## [Excerpted passage]
-.-.-

Account-Based Marketing Needs a Better Customer Journey
The account-based marketing customer experience is the sequence of touchpoints, decisions, and relationship moments that move a target account from initial awareness through to closed deal and long-term retention. Unlike a broad B2B funnel, ABM compresses that sequence around a defined set of accounts, aligning sales and marketing effort around the specific people, priorities, and timing of each one.
Most ABM programmes get the targeting right and the experience wrong. They identify the right accounts, build the right lists, and then run the same linear funnel they always have, just with better segmentation on top. That is not account-based marketing. That is email marketing with a shorter list.
Key Takeaways
- ABM is not a targeting strategy bolted onto a generic funnel. The customer experience has to be redesigned around the account, not the channel.
- Most ABM programmes stall because sales and marketing are aligned on accounts but not on what happens at each stage of the relationship.
- The post-sale phase of the ABM experience is where most of the commercial value sits, and most organisations treat it as an afterthought.
- Personalisation in ABM only works when it reflects genuine knowledge of the account, not just job title and company name merged into a template.
- Measuring ABM by lead volume is the wrong metric entirely. Pipeline quality, deal velocity, and account expansion tell you far more.
In This Article
- Why the Standard B2B Funnel Does Not Work for ABM
- What the ABM Customer experience Actually Looks Like
- Where Personalisation Works and Where It Does Not
- How Sales and Marketing Alignment Actually Works in ABM
- Measuring the ABM experience Without Fooling Yourself
- The Post-Sale experience Is Where ABM Pays Back
I have spent a fair amount of time on both sides of this. Running agencies, pitching enterprise clients, managing relationships with procurement teams across multiple years and multiple contracts. The accounts that grew were never the ones we had simply marketed to well. They were the ones where we had mapped out what they actually needed at each stage of the relationship and built our engagement around that. The accounts that churned were usually the ones where we had done a good job of winning the business and a mediocre job of everything that came after.
Why the Standard B2B Funnel Does Not Work for ABM
The traditional B2B funnel was built around volume. Generate enough leads, qualify a percentage, close a smaller percentage, repeat. It is a numbers game that works reasonably well when your target market is broad and your deal sizes are modest. When you are running ABM, both of those conditions change. Your target market is narrow by design, and your deal sizes are large enough that losing one account matters.

-.-.-

## [Record extracts]
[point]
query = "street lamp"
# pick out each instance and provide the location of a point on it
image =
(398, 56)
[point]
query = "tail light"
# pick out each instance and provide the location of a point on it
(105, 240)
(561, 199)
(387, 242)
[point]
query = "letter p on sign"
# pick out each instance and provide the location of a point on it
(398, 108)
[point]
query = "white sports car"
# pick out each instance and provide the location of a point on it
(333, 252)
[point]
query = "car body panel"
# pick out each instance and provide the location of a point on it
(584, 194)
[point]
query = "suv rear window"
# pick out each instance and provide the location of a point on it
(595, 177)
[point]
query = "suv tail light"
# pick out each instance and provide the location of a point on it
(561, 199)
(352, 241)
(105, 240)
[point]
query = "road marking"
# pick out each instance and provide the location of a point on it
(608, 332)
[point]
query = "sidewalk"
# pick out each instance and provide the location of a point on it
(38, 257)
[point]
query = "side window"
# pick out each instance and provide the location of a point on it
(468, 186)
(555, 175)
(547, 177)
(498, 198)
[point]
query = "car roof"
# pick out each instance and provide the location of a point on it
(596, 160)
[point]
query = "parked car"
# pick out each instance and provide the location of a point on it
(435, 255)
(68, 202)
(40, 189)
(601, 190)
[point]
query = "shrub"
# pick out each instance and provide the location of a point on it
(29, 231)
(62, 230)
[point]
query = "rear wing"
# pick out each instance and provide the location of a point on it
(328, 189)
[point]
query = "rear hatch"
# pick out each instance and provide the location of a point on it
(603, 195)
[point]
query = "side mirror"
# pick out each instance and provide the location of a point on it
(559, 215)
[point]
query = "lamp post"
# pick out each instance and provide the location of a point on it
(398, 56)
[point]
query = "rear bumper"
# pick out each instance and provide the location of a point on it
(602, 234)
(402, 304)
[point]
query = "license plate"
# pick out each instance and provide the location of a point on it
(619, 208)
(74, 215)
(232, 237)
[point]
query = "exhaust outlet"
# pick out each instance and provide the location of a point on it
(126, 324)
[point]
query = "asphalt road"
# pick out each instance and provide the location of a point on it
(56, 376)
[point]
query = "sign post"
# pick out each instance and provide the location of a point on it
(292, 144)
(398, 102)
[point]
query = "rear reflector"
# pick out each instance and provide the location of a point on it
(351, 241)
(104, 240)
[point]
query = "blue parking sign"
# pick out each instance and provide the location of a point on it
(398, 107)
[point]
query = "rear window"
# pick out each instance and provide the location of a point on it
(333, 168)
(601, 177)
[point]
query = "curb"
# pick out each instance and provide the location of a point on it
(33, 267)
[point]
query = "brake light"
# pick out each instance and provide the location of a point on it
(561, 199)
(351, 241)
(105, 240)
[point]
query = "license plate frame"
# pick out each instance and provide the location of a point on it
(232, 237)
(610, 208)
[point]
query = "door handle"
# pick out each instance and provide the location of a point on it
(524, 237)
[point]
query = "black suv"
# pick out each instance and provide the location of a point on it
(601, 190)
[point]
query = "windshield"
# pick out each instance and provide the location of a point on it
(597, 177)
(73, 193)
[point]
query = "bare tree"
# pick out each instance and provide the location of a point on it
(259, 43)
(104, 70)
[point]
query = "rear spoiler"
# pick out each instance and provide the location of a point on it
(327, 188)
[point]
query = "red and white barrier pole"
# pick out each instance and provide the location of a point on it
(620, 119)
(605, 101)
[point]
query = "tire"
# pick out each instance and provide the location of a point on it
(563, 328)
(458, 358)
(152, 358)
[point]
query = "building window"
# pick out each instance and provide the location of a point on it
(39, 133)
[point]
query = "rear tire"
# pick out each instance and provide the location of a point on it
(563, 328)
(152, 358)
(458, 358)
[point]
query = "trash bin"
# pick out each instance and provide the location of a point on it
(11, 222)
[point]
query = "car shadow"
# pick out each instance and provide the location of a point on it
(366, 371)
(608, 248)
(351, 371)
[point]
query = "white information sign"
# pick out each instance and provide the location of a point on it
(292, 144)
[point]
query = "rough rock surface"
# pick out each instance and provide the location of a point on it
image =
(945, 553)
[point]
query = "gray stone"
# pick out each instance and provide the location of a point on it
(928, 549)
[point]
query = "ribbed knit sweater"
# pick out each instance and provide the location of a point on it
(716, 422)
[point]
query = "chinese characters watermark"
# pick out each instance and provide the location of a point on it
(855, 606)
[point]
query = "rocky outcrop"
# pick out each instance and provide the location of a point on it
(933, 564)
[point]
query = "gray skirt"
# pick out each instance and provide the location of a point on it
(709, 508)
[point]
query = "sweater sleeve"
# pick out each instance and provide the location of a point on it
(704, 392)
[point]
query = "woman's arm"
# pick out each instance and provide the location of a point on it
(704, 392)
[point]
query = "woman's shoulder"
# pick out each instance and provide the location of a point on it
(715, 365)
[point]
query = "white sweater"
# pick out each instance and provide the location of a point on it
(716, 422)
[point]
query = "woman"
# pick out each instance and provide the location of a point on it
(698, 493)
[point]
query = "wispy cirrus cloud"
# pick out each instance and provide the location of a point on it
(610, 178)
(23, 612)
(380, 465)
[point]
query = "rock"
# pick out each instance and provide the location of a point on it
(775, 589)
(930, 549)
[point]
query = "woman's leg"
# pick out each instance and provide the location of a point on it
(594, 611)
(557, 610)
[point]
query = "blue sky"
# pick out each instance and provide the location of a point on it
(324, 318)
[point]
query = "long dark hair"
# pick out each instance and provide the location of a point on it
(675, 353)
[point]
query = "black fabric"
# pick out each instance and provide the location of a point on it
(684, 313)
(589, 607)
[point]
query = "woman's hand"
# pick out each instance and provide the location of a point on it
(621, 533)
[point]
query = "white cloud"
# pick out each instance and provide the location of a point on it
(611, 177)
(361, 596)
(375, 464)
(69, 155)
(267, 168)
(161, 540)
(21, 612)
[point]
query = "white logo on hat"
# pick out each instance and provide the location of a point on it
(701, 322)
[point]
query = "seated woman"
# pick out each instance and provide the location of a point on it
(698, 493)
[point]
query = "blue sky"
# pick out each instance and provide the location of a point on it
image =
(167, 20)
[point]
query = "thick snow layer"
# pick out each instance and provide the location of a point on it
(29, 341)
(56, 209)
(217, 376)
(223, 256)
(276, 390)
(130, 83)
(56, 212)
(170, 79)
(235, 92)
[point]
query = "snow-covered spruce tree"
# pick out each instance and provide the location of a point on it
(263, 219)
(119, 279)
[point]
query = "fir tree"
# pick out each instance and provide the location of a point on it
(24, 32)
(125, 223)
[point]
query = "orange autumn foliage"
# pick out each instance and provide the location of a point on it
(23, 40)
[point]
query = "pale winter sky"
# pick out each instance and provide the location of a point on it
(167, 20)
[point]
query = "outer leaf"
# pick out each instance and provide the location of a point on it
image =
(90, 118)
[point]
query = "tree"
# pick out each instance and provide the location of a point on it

-.-.-

## [What this exercise asks]
a - Translate this sentence from the account-based marketing article into Spanish: "Most ABM programmes get the targeting right and the experience wrong."
b - Continue the account-based marketing article from its last sentence.
The records above are separate material, apart from the account-based marketing article.

## [Final results]
a - La mayoría de los programas de ABM aciertan en la selección de objetivos y fallan en la experiencia.

b -
The funnel model also assumes a single buyer. In enterprise accounts, you are typically dealing with a buying committee of six to ten people, each with different priorities, different risk tolerances, and different relationships with your brand. The marketing team might be aware of you. The CFO might never have heard of you. The IT security lead might have concerns that have nothing to do with your value proposition. A linear funnel cannot hold that complexity.
Understanding how customer journeys actually work in complex buying environments makes it clear that the path from awareness to purchase is rarely straight, and in enterprise sales, it is rarely short. The ABM customer experience has to account for multiple decision-makers moving at different speeds, with different information needs, across a timeline that can stretch from months to years.
If you are thinking about ABM in the context of broader customer experience strategy, the Customer Experience hub on The Marketing Juice covers the principles that sit underneath a lot of what makes ABM work in practice, particularly around consistency, personalisation, and how organisations measure what actually matters to customers.
What the ABM Customer experience Actually Looks Like
The ABM experience has five distinct phases, and most organisations only pay serious attention to three of them.
1. Account Selection and Intelligence
Before any marketing happens, there is a decision about which accounts to pursue. This is where ABM either gets sharp or gets sloppy. Good account selection is based on fit, timing, and commercial logic. Which accounts have the budget, the need, and the internal conditions to buy? Which ones have buying cycles that align with your capacity to serve them? Which ones, if they became customers, would generate the kind of reference value that opens doors to similar accounts?
The intelligence phase runs in parallel. You are building a picture of the account: who the key stakeholders are, what initiatives are live, what the organisation has said publicly about its priorities, what technology it is already using, where the pain points are likely to sit. This is not stalking. It is the kind of research that any good salesperson would have done before a first meeting, scaled and systematised across your target account list.
2. Awareness and Engagement
This is the phase most ABM content focuses on, and it is where the technology conversation usually starts. Targeted advertising, personalised content, intent data, account-specific landing pages. All of that has its place. But the purpose of this phase is not to generate a lead. It is to establish relevance with the right people inside the account before a sales conversation begins.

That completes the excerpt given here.